- **Text provided**:
Actavis has agreed to acquire Warner Chilcott for about $8.5 billion, in a deal that expands the generic drug giant into the nation’s third-largest specialty pharmaceutical company with women’s health, gastroenterology, urology, and dermatology among its core therapeutic areas, the companies said today.

The combined company is expected to be called Actavis or a variant such as New Actavis, and be led by the current leadership of today’s Actavis. The new entity would generate about $11 billion in annual revenue, with specialty brand sales comprising some 25% of total combined company 2013 revenues, compared to roughly 7% for standalone Actavis. Just last year, Actavis itself was acquired for about $5.7 billion by Watson Pharmaceuticals, which then took the name of its acquisition.

The latest deal is expected to close by year’s end, at which point Warner Chilcott shareholders are expected to own about 23% of the combined company.

“The combination will enhance the value of each company’s portfolio and provides a substantial foundation to support the successful launch of new products over the next several years, particularly in women’s health,” Paul Bisaro, Actavis’ president and CEO, said in a statement.

- **Stored data**:
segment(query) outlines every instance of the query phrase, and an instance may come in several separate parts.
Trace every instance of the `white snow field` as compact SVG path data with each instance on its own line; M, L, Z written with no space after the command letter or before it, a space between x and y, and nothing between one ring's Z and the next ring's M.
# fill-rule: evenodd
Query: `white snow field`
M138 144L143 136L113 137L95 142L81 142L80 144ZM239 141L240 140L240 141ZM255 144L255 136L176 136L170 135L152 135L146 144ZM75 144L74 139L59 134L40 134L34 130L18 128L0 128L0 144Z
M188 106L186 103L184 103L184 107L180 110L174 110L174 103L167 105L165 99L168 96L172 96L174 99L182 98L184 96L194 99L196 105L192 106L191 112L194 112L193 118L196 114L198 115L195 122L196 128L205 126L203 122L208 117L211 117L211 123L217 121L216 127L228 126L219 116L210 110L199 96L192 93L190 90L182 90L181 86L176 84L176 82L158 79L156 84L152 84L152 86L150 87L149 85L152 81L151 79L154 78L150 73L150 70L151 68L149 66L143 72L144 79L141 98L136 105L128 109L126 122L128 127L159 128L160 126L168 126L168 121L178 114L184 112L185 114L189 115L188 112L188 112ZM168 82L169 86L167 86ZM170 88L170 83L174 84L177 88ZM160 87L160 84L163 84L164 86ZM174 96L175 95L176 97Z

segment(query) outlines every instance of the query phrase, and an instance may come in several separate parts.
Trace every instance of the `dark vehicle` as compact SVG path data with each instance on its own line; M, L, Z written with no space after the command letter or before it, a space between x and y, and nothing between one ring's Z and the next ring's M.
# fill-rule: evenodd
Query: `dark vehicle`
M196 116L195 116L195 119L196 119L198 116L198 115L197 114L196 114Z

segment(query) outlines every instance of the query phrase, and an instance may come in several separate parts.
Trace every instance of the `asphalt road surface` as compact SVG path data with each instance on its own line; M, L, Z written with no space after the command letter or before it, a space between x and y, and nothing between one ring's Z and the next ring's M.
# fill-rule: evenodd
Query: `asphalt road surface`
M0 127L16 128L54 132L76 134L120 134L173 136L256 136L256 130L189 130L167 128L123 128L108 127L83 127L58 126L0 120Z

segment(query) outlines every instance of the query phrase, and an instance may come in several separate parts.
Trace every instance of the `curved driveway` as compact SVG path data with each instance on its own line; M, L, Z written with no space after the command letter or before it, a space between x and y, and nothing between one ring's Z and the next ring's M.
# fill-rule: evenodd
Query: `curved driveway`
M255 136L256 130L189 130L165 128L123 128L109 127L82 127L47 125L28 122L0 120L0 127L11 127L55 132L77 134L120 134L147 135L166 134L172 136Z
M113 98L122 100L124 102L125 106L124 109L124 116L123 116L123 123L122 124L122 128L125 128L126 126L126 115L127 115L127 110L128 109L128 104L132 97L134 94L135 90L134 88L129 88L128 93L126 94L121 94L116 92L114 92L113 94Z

- **Tasks for this exercise**:
• 1. Reproduce the stretch of the article on the Actavis–Warner Chilcott deal from "Actavis has agreed" through "companies said today.", word for word.
• 2. In the article on the Actavis–Warner Chilcott deal, which therapeutic areas are named as core areas of the combined company?
• 3. Pick up the article on the Actavis–Warner Chilcott deal after its final sentence and keep it going.

- **Results**:
• 1.
Actavis has agreed to acquire Warner Chilcott for about $8.5 billion, in a deal that expands the generic drug giant into the nation’s third-largest specialty pharmaceutical company with women’s health, gastroenterology, urology, and dermatology among its core therapeutic areas, the companies said today.

• 2.
- Women's health
- Gastroenterology
- Urology
- Dermatology

• 3.
Bisaro cited as examples of planned new products over the next several years Minastrin 24 Fe, an oral contraceptive for which Warner Chilcott won FDA approval on April 22 before saying a launch was unlikely this year; a progestin-only contraceptive patch; Esmya, a first-in-class oral drug for pre-operative treatment of symptomatic uterine fibroids, now approved only by the European Union while a Phase III clinical trial in the U.S. was recruiting patients as of April 29; metronidazole vaginal gel 1.5%; and other women’s health products in development, which Actavis inherited through its recent acquisition of Uteron Pharma.

Altogether, the combined company’s portfolio would include more than 25 products in various stages of development, 15 of them in women’s health, as well as:

  • Eight women’s health products already on the market including contraceptives, infertility treatments, and hormone therapy products;
  • Six marketed urology products for overactive bladder, testosterone replacement, prostate cancer, and benign prostatic hyperplasia;
  • Two marketed gastroenterology products, both for ulcerative colitis;
  • And one marketed dermatology product, plus an expected commercial launch of a newly approved product in July 2013.

“The combination of Actavis and Warner Chilcott creates a strong specialty brand portfolio focused in therapeutic categories with strong growth potential, and is supported by a deep pipeline of development programs,” Bisaro said in the statement. “The combination is commercially and financially compelling, and reshapes the specialty pharmaceutical universe by creating a powerful global competitor. It creates a company with an exceptionally strong balance sheet, coupled with a favorable tax structure to support future growth.”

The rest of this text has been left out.